PROVIDED TEXT ▸
((
Need a labor union? Nah! Labor unions are a relic of the past. Bend over.

At one of the campuses where I teach (can’t make a living at just one when you’re part-time), we organized a union for the part-time faculty a few years back, since the full timers didn’t want us in theirs and the classified staff have a different group altogether. When we finally settled our first contract, here’s what we got:

A grievance procedure.
A partial reimbursement (from a state fund; costs the college nothing) that we can put towards buying our own medical insurance.
Pay for office hours (also from a state fund).
Equity money for part-timers (state funded again).
A raise.
Working conditions committee.
Better evaluation procedures.
Better assignment and scheduling procedure.
A voluntary pool for catastrophic leave donation.
And more.

It’s a weak contract in some ways, and they refused to consider anything that smacked of seniority/rehire rights no matter how long you’ve been there or how well you’ve performed. But here’s what we would have had without it:

Absolutely none of the above–just as it had always been. The dinosaurs who run this particular campus wanted things to remain exactly the same, for all time.

If anybody’s wondering why people like me (who have been at this for years) aren’t full-time, it should be obvious: ..$. We’re a cheap pool of labor, overall.
))
DATA EXTRACT ▸
((
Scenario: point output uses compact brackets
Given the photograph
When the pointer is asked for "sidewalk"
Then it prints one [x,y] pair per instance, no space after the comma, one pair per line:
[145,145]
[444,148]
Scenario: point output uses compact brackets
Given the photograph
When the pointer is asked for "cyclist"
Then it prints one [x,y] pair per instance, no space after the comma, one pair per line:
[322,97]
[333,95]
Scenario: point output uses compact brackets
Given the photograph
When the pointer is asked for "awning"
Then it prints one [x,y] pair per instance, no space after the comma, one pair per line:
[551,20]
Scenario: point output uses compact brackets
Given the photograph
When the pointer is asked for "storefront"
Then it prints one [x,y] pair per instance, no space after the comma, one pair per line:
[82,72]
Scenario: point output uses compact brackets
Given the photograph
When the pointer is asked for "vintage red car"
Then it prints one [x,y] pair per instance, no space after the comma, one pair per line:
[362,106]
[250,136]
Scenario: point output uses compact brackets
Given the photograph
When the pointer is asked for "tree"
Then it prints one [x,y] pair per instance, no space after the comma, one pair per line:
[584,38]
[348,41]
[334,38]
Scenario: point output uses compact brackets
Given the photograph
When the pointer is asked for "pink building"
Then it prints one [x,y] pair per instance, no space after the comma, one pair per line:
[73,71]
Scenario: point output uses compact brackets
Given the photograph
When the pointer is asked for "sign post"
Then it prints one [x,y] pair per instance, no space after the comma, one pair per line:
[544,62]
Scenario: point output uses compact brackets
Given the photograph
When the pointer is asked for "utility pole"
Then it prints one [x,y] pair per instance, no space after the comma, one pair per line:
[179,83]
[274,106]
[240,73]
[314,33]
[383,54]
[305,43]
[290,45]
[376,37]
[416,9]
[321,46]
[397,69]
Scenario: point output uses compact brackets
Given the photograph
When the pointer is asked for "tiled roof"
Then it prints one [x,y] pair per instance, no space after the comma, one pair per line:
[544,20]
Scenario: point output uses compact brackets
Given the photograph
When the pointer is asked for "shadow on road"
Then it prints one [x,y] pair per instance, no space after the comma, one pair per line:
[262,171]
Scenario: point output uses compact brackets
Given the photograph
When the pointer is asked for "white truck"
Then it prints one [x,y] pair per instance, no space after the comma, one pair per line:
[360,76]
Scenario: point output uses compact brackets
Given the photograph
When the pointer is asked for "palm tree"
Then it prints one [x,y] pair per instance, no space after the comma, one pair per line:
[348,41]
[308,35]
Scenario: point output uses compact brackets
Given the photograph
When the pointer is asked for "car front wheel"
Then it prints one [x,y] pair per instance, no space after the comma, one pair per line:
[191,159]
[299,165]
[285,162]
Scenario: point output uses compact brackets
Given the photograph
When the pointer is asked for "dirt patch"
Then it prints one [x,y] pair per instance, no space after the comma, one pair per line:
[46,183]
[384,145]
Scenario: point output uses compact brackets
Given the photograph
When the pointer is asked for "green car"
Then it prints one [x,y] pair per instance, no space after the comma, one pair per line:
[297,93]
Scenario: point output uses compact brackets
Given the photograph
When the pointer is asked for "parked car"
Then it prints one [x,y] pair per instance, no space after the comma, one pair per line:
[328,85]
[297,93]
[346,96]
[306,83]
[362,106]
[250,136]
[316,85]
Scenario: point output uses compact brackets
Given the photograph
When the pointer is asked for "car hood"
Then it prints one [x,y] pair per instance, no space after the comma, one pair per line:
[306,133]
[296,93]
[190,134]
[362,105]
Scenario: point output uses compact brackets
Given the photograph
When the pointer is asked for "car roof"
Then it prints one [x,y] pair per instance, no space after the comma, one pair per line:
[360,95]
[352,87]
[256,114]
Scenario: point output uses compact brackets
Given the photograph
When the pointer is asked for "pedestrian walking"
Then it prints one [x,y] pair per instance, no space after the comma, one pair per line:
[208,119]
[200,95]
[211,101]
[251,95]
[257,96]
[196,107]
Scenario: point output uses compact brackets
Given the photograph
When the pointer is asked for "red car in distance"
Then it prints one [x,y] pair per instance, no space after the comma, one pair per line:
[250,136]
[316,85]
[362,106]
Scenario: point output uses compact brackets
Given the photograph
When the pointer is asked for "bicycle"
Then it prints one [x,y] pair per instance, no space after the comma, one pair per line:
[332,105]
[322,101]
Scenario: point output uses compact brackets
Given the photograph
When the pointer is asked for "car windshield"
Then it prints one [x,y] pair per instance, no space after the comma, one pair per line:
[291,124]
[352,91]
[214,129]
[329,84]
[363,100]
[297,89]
))
((
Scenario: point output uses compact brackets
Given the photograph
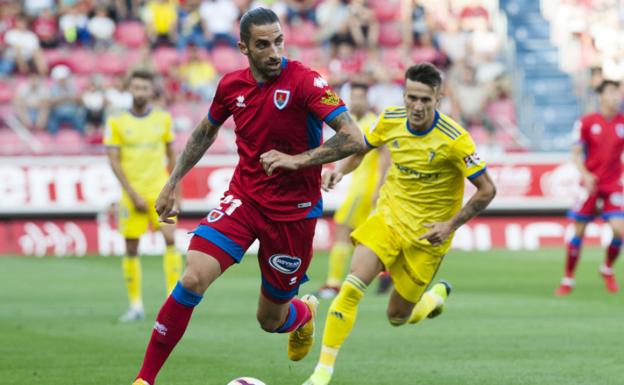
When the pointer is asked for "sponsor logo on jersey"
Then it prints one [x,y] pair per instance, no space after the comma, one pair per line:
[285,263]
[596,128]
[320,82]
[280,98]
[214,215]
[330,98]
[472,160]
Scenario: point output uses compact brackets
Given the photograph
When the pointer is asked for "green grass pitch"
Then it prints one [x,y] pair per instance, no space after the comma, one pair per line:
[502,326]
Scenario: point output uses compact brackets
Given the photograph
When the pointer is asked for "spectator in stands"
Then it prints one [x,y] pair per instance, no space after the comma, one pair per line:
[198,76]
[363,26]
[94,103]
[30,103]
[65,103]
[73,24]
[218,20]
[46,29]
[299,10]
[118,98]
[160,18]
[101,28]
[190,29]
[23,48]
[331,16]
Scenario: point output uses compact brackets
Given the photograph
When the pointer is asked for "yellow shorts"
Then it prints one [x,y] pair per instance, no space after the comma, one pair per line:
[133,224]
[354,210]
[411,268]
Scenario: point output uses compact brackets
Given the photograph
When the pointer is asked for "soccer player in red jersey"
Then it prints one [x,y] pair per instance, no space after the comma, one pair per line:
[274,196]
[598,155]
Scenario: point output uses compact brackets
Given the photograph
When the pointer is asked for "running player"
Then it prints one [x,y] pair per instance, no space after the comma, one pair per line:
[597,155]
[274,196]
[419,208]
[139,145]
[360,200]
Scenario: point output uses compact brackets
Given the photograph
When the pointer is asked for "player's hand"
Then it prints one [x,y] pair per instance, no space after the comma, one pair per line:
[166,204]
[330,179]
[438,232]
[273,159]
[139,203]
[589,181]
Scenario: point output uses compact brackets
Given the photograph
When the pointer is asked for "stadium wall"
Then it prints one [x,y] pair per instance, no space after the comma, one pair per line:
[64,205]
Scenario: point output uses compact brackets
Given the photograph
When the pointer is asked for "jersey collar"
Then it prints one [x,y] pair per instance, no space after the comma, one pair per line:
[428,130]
))
((
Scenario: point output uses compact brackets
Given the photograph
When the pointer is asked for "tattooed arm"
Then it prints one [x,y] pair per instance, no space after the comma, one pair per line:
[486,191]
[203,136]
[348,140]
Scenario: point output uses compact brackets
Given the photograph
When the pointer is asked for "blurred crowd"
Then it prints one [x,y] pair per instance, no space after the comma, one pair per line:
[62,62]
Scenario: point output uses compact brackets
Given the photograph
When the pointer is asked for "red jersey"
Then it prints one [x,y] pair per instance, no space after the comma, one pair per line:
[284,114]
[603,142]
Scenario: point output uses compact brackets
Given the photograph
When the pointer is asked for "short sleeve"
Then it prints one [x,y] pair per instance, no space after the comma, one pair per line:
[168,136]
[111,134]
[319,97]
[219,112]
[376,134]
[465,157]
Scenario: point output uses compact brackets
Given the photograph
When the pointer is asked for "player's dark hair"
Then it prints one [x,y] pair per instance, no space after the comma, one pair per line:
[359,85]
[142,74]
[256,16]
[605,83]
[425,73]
))
TASK LIST ▸
- a) In the text on the part-time faculty union, what did the college refuse to consider when the first contract was settled?
- b) Retype the passage of the text on the part-time faculty union that begins at the words "Need a labor" and stops after the words "own medical insurance.".

WRITTEN RESPONSES ▸
- a) The college refused to consider anything that smacked of seniority or rehire rights, regardless of length of service or quality of performance.

- b)
Need a labor union? Nah! Labor unions are a relic of the past. Bend over.

At one of the campuses where I teach (can’t make a living at just one when you’re part-time), we organized a union for the part-time faculty a few years back, since the full timers didn’t want us in theirs and the classified staff have a different group altogether. When we finally settled our first contract, here’s what we got:

A grievance procedure.
A partial reimbursement (from a state fund; costs the college nothing) that we can put towards buying our own medical insurance.